__TEXT PASSAGE__:

China retaliates with new tariffs


BEIJING: Beijing warned it would match the Trump administration step for step should it move ahead with new tariffs on Chinese imports, as trade data showed the country is shoring up its economy for a long trade conflict with the U.S.

China’s Ministry of Commerce on Wednesday criticized the U.S.’s plan to impose new 25% tariffs on $16 billion in Chinese goods on Aug. 23, and released an updated list of items it would target with similar tariffs that would go into effect the same day.

“This is very unreasonable,” the ministry said. “In order to defend China’s rightful interests and the multilateral trade system, China has to retaliate as necessary.”

Its comments came as government data showed imports of resources including coal, crude oil and iron ore surged in July, driven by infrastructure projects such as rail construction that Beijing is encouraging to wall off the economy from the trade fight.

__DATA SEGMENT__:
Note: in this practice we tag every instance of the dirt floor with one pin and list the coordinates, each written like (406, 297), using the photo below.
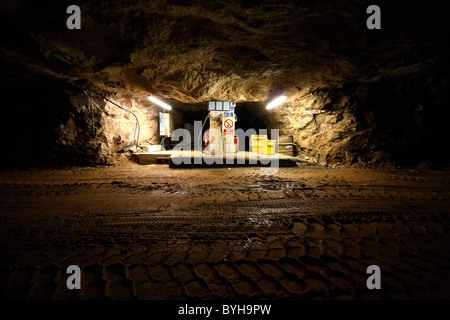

__ACTIONS TO TAKE__:
(a) In the article on China's new tariffs, rewrite the paragraph that begins "China’s Ministry of Commerce on Wednesday" more concisely, keeping its main facts.
(b) From the article on China's new tariffs, copy word for word the passage starting with "BEIJING: Beijing warned" and going on through "the same day.".

__COMPLETED EXERCISE__:
(a) On Wednesday, China's Ministry of Commerce criticized the U.S. plan for 25% tariffs on $16 billion in Chinese goods starting Aug. 23. It also released an updated list of goods it would hit with similar tariffs on that same day.

(b)
BEIJING: Beijing warned it would match the Trump administration step for step should it move ahead with new tariffs on Chinese imports, as trade data showed the country is shoring up its economy for a long trade conflict with the U.S.

China’s Ministry of Commerce on Wednesday criticized the U.S.’s plan to impose new 25% tariffs on $16 billion in Chinese goods on Aug. 23, and released an updated list of items it would target with similar tariffs that would go into effect the same day.